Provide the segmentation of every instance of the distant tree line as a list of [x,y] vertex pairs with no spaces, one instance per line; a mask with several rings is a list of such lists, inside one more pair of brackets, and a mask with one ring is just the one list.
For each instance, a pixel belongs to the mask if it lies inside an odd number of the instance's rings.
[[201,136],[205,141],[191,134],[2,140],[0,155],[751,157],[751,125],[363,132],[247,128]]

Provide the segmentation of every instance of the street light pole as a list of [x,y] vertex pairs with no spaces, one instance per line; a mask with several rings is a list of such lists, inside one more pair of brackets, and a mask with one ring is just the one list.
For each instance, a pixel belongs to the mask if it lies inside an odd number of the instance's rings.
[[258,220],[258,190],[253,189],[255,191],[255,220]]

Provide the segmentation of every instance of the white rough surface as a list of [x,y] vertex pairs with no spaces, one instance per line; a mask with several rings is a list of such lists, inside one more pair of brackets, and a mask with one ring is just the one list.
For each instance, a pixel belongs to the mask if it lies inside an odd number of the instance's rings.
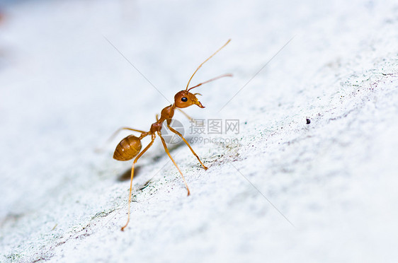
[[[396,1],[8,4],[0,262],[397,262]],[[120,126],[149,129],[169,103],[103,36],[170,100],[232,39],[193,83],[234,78],[200,87],[206,108],[187,112],[239,119],[239,144],[194,144],[207,171],[174,147],[187,197],[157,141],[139,162],[135,189],[152,179],[125,232],[118,178],[131,163],[112,159],[117,140],[93,150]]]

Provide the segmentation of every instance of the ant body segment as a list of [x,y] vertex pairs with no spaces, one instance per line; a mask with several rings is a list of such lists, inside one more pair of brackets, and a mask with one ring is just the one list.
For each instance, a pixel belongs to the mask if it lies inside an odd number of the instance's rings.
[[[188,187],[188,184],[186,183],[186,180],[185,180],[185,177],[184,177],[182,172],[181,171],[180,168],[178,168],[178,166],[177,165],[177,164],[176,163],[176,162],[174,161],[174,160],[173,159],[173,158],[170,155],[169,149],[167,148],[167,146],[166,145],[166,142],[164,141],[164,139],[161,136],[161,127],[162,127],[163,122],[164,121],[166,122],[167,127],[169,128],[169,129],[171,132],[172,132],[174,134],[179,136],[182,139],[182,140],[186,143],[186,144],[189,147],[191,151],[196,157],[196,158],[198,159],[198,160],[199,161],[200,165],[203,167],[203,168],[205,170],[207,169],[207,168],[203,164],[203,163],[202,163],[199,156],[198,156],[198,155],[195,153],[195,151],[193,151],[193,149],[192,148],[191,145],[189,145],[189,144],[185,139],[185,138],[183,136],[183,135],[181,133],[179,133],[178,131],[174,129],[173,127],[171,127],[170,126],[170,124],[171,123],[171,119],[173,118],[173,116],[174,115],[174,111],[175,111],[176,109],[178,109],[178,110],[181,110],[180,109],[181,109],[181,108],[187,107],[191,106],[193,105],[196,105],[201,108],[205,107],[203,105],[202,105],[202,103],[200,103],[200,102],[196,98],[197,95],[201,95],[201,94],[200,94],[200,93],[192,93],[190,92],[191,90],[192,90],[193,88],[197,88],[197,87],[198,87],[198,86],[200,86],[203,84],[207,83],[208,82],[215,81],[216,79],[223,78],[223,77],[226,77],[226,76],[232,76],[232,74],[221,75],[221,76],[219,76],[216,78],[210,79],[207,81],[203,82],[203,83],[199,83],[199,84],[198,84],[198,85],[196,85],[193,87],[191,87],[191,88],[188,88],[189,83],[191,83],[191,81],[192,80],[192,78],[193,77],[195,74],[198,71],[198,70],[202,66],[202,65],[203,65],[207,61],[208,61],[210,59],[211,59],[220,50],[221,50],[224,47],[225,47],[229,42],[229,41],[231,41],[231,40],[229,40],[222,47],[221,47],[220,49],[218,49],[209,58],[207,58],[206,60],[205,60],[205,62],[203,62],[203,63],[202,63],[198,67],[198,69],[196,69],[196,70],[195,71],[195,72],[193,73],[193,74],[192,75],[191,78],[189,79],[189,81],[188,82],[188,84],[186,86],[186,88],[183,90],[178,92],[174,95],[174,103],[173,103],[172,105],[171,105],[169,106],[167,106],[167,107],[164,107],[161,110],[161,112],[160,113],[160,118],[158,118],[158,115],[157,115],[157,121],[156,121],[156,122],[153,123],[151,125],[151,128],[150,128],[149,132],[141,131],[141,130],[139,130],[139,129],[132,129],[132,128],[129,128],[129,127],[122,127],[122,128],[120,128],[119,129],[118,129],[115,132],[115,134],[111,136],[111,138],[113,138],[115,135],[116,135],[117,133],[118,133],[119,132],[120,132],[123,129],[127,129],[127,130],[141,133],[141,135],[138,137],[135,136],[134,135],[129,135],[127,137],[125,137],[125,139],[123,139],[119,143],[119,144],[118,144],[118,146],[116,146],[116,149],[115,150],[115,153],[113,153],[113,158],[115,159],[115,160],[131,160],[131,159],[132,159],[133,158],[135,157],[135,158],[134,159],[134,161],[132,163],[132,165],[131,167],[131,179],[130,179],[130,194],[129,194],[129,199],[128,199],[127,221],[125,225],[123,227],[122,227],[122,229],[121,229],[122,231],[123,231],[125,230],[125,228],[127,226],[128,223],[130,221],[131,194],[132,194],[132,178],[134,177],[135,165],[137,163],[137,161],[138,160],[138,159],[141,156],[142,156],[142,155],[152,146],[152,144],[153,144],[153,143],[155,140],[155,138],[156,138],[156,134],[157,134],[160,137],[160,139],[161,140],[161,144],[163,144],[163,146],[164,148],[164,151],[166,151],[166,153],[167,153],[167,155],[169,156],[169,157],[170,158],[170,159],[171,160],[171,161],[173,162],[173,163],[174,164],[174,165],[176,166],[176,168],[177,168],[177,170],[178,170],[178,172],[181,175],[181,177],[183,177],[183,180],[184,182],[185,186],[186,186],[186,189],[188,191],[188,195],[190,194],[189,188]],[[184,113],[184,112],[183,112],[183,113]],[[186,115],[186,116],[188,117],[188,115]],[[151,136],[151,141],[144,148],[144,150],[141,151],[141,148],[142,147],[142,146],[141,144],[141,140],[143,138],[146,137],[147,136],[149,136],[149,135]]]

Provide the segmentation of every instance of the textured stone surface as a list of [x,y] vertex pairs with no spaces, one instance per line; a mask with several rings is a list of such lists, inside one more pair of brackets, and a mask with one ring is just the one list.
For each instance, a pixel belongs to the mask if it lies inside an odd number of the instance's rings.
[[[394,1],[6,3],[0,262],[397,258]],[[239,134],[193,144],[207,171],[171,146],[189,197],[157,141],[139,162],[121,232],[131,162],[112,154],[127,134],[93,150],[119,127],[149,129],[169,105],[157,89],[171,101],[229,38],[193,84],[234,78],[198,88],[206,107],[186,112],[237,119]]]

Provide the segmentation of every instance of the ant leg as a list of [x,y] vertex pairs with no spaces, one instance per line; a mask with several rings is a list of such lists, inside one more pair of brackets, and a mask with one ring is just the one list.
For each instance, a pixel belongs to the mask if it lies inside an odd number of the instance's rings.
[[142,133],[145,133],[146,132],[144,131],[141,131],[140,129],[132,129],[130,127],[120,127],[119,129],[118,129],[110,137],[109,137],[109,139],[105,142],[105,144],[103,144],[102,147],[98,147],[96,148],[96,152],[101,152],[103,150],[103,148],[105,148],[105,146],[107,145],[108,144],[109,144],[110,142],[110,141],[112,141],[115,136],[116,136],[116,135],[118,135],[118,134],[120,132],[122,132],[123,129],[128,129],[129,131],[133,131],[133,132],[141,132]]
[[164,147],[164,151],[166,151],[166,153],[167,153],[169,157],[170,157],[170,159],[171,159],[171,161],[173,162],[173,163],[174,163],[174,165],[177,168],[177,170],[178,170],[178,172],[180,172],[180,174],[181,175],[181,177],[183,177],[183,180],[184,181],[184,184],[185,184],[185,186],[186,187],[186,189],[188,190],[188,195],[189,195],[190,194],[189,188],[188,187],[188,184],[186,183],[186,181],[185,180],[185,177],[184,177],[183,173],[181,173],[181,170],[180,170],[180,168],[178,168],[178,166],[177,166],[177,164],[174,161],[174,159],[173,159],[173,157],[171,157],[171,156],[170,155],[170,153],[169,152],[169,149],[167,148],[167,146],[166,146],[166,142],[164,141],[164,139],[163,139],[163,137],[161,136],[161,134],[160,134],[159,132],[158,132],[157,134],[158,134],[159,136],[160,137],[160,139],[161,140],[161,143],[163,144],[163,147]]
[[191,149],[191,151],[192,151],[192,153],[196,156],[196,158],[198,158],[198,160],[199,161],[199,163],[200,163],[200,164],[202,165],[202,166],[203,166],[203,168],[205,168],[205,170],[207,170],[207,168],[203,164],[203,163],[202,163],[202,161],[200,160],[200,158],[199,158],[199,156],[198,156],[198,155],[196,154],[196,153],[193,151],[193,149],[192,148],[192,147],[191,147],[191,145],[189,145],[189,144],[188,143],[188,141],[186,141],[186,140],[185,139],[185,138],[183,136],[183,135],[181,134],[180,134],[178,131],[175,130],[174,129],[173,129],[169,124],[167,124],[167,127],[169,127],[169,129],[171,130],[171,132],[173,132],[174,133],[175,133],[176,134],[177,134],[178,136],[179,136],[180,137],[181,137],[181,139],[183,139],[183,141],[186,144],[186,145],[189,147],[189,148]]
[[142,154],[144,154],[144,153],[145,153],[154,144],[154,141],[155,140],[156,136],[154,134],[152,134],[152,139],[151,142],[147,146],[147,147],[145,147],[144,150],[142,150],[141,153],[140,153],[140,154],[135,158],[135,159],[134,159],[134,162],[132,163],[132,165],[131,166],[131,179],[130,180],[130,194],[128,196],[127,221],[126,222],[126,224],[123,227],[122,227],[121,229],[122,231],[125,230],[125,228],[128,225],[128,222],[130,222],[130,207],[131,204],[131,189],[132,188],[132,177],[134,177],[134,166],[135,165],[135,163],[137,163],[137,161],[138,160],[138,158],[140,158],[140,157],[141,157]]
[[191,122],[195,121],[195,119],[193,119],[193,117],[189,116],[188,114],[186,114],[183,110],[182,110],[179,107],[177,107],[177,110],[178,110],[180,111],[180,112],[181,112],[182,114],[183,114],[185,115],[185,117],[186,117],[188,118],[188,119],[189,119],[190,121],[191,121]]

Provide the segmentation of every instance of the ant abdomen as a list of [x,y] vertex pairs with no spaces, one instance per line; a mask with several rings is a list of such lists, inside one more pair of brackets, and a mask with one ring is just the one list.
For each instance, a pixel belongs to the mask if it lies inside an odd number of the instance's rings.
[[129,135],[116,146],[113,153],[113,159],[118,160],[131,160],[140,153],[142,146],[140,138],[134,135]]

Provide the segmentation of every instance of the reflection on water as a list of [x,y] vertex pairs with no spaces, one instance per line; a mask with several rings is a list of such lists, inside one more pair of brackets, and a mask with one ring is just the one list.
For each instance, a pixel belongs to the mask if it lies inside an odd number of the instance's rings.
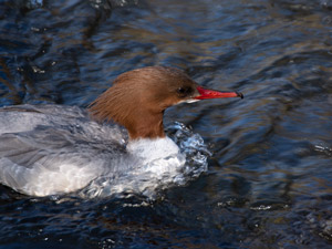
[[169,110],[208,172],[143,197],[29,198],[1,186],[7,248],[328,248],[332,2],[2,1],[0,105],[86,106],[120,73],[163,64],[243,92]]

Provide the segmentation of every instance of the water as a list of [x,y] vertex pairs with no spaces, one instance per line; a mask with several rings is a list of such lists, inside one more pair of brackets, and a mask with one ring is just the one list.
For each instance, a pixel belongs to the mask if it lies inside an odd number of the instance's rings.
[[331,1],[8,0],[0,19],[1,106],[84,107],[153,64],[245,94],[166,113],[212,155],[154,201],[1,186],[1,248],[332,247]]

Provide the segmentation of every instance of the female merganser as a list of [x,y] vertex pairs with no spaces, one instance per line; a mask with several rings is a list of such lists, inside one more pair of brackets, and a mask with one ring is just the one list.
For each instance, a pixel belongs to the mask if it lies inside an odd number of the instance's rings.
[[[179,103],[242,97],[206,90],[183,71],[148,66],[121,74],[87,108],[17,105],[0,108],[0,183],[31,196],[85,189],[90,197],[144,193],[170,183],[185,156],[165,135],[164,111]],[[123,128],[128,132],[128,142]],[[122,184],[120,184],[122,183]]]

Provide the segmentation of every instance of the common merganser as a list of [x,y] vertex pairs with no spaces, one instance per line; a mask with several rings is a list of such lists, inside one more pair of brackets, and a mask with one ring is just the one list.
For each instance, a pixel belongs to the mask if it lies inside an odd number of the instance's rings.
[[94,197],[131,188],[144,191],[154,177],[176,178],[186,162],[165,135],[164,111],[184,102],[238,96],[243,97],[204,89],[178,69],[147,66],[117,76],[87,110],[2,107],[0,183],[30,196],[80,189]]

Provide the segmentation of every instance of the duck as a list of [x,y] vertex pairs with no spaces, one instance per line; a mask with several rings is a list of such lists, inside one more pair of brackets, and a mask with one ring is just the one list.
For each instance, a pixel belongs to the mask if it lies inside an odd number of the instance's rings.
[[205,89],[184,71],[146,66],[118,75],[86,108],[0,108],[0,184],[28,196],[148,193],[184,174],[186,156],[165,134],[166,108],[243,97]]

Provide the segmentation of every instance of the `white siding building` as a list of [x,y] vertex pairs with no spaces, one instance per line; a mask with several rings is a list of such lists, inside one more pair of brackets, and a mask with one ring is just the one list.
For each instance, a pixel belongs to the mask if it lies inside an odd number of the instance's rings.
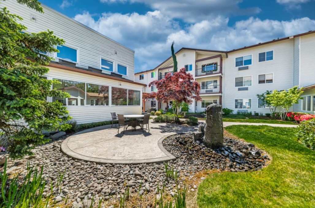
[[67,107],[78,123],[111,120],[111,112],[139,114],[143,83],[134,81],[134,51],[62,14],[42,5],[42,14],[15,0],[2,1],[11,13],[23,18],[26,33],[49,30],[66,41],[55,46],[59,53],[48,66],[48,79],[61,84],[52,86],[67,92],[67,98],[58,100]]
[[[190,112],[215,103],[234,113],[270,113],[257,94],[297,85],[305,87],[304,98],[291,110],[315,113],[315,31],[227,51],[183,48],[175,54],[178,68],[186,68],[201,86],[203,101],[194,102]],[[158,71],[157,79],[171,72],[173,65],[170,57],[152,69]]]

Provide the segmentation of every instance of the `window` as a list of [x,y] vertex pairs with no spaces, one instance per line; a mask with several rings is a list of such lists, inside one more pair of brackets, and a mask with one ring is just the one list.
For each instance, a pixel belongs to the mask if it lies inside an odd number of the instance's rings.
[[127,67],[117,64],[117,72],[123,75],[127,75]]
[[86,105],[107,105],[108,104],[109,87],[86,83]]
[[270,61],[273,59],[273,51],[270,51],[258,54],[258,62]]
[[203,64],[201,66],[203,72],[208,72],[218,70],[218,62]]
[[151,101],[151,107],[152,108],[155,108],[156,107],[157,102],[155,100]]
[[112,88],[112,105],[127,105],[127,89]]
[[258,99],[258,107],[259,108],[265,108],[266,107],[266,102],[260,99]]
[[201,107],[206,108],[207,106],[213,103],[218,103],[217,100],[203,100],[201,101]]
[[192,71],[192,64],[185,65],[185,69],[186,69],[186,72],[189,71]]
[[67,58],[73,62],[77,62],[77,49],[65,45],[57,45],[57,49],[59,52],[57,53],[57,57]]
[[235,108],[239,109],[251,109],[251,99],[235,99]]
[[114,71],[112,62],[101,58],[100,59],[100,68],[103,70],[109,71]]
[[235,78],[235,86],[243,87],[252,86],[252,76],[248,76]]
[[235,58],[235,67],[247,66],[252,64],[252,55],[248,55]]
[[211,80],[201,82],[201,92],[217,92],[218,80]]
[[151,73],[151,78],[154,78],[155,77],[156,72],[152,72]]
[[272,83],[273,75],[272,74],[260,74],[258,76],[258,83]]
[[66,92],[70,94],[69,98],[53,97],[53,102],[58,100],[63,105],[77,106],[85,104],[85,83],[66,80],[57,80],[60,83],[53,84],[53,89]]
[[140,91],[128,90],[128,105],[140,105]]

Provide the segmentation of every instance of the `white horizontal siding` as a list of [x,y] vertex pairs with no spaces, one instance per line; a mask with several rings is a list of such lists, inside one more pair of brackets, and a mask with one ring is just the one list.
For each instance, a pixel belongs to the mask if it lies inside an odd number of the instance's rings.
[[301,83],[302,86],[315,84],[315,34],[301,37]]
[[[45,6],[43,6],[45,12],[43,14],[20,4],[14,0],[2,1],[0,7],[4,7],[23,19],[21,23],[28,28],[28,32],[37,33],[49,29],[64,39],[66,42],[65,45],[78,48],[78,66],[85,68],[89,66],[99,67],[100,57],[101,56],[114,62],[115,71],[117,71],[117,63],[128,66],[128,76],[123,77],[134,80],[134,51],[132,50]],[[36,16],[36,22],[31,20],[31,14]],[[117,52],[117,55],[115,51]]]

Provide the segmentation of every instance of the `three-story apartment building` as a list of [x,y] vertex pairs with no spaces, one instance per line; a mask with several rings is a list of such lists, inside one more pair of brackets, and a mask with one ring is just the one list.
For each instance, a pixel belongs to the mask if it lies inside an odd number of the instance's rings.
[[[183,48],[175,54],[178,68],[185,68],[201,87],[203,100],[194,102],[190,111],[218,103],[234,113],[265,114],[269,108],[257,94],[296,85],[304,87],[304,98],[291,110],[315,112],[314,54],[315,31],[311,31],[227,51]],[[173,64],[170,57],[152,69],[159,74],[155,79],[171,73]]]
[[[23,18],[27,28],[21,32],[49,30],[66,43],[57,53],[43,53],[54,58],[44,75],[61,84],[52,87],[68,92],[71,98],[48,98],[67,106],[78,123],[111,120],[111,112],[124,114],[142,111],[143,83],[134,81],[133,50],[44,5],[37,12],[15,0],[2,1],[0,7]],[[27,87],[26,86],[25,87]]]

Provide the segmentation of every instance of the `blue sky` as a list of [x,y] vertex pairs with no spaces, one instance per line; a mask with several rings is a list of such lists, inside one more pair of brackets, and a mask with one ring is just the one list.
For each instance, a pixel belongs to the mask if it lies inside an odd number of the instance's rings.
[[182,47],[228,50],[315,30],[315,0],[39,0],[134,50],[135,71]]

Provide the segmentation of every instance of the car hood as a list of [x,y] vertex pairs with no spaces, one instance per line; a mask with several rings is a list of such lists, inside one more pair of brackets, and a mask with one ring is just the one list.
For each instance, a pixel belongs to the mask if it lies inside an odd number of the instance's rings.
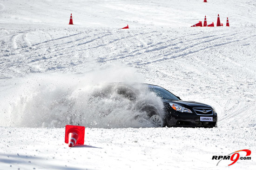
──────────────────────────────
## [Written problem]
Copy out, unchanged, the lines of the listing above from the line containing "Provide the segmentation of every instance of the street" through the line containing "[[258,220],[258,190],[253,189],[255,191],[255,220]]", including both of those lines.

## [Solution to this problem]
Provide the segmentation of every instance of the street light pole as a list of [x,y] vertex pairs with no spaces, one instance per line; a mask with several rings is a list of such lists, inside one more pair of brackets, and a mask with one ring is just the one list.
For each instance, a pixel belongs to the mask if it lies inside an odd number of the instance's rings.
[[258,220],[258,190],[253,189],[255,191],[255,220]]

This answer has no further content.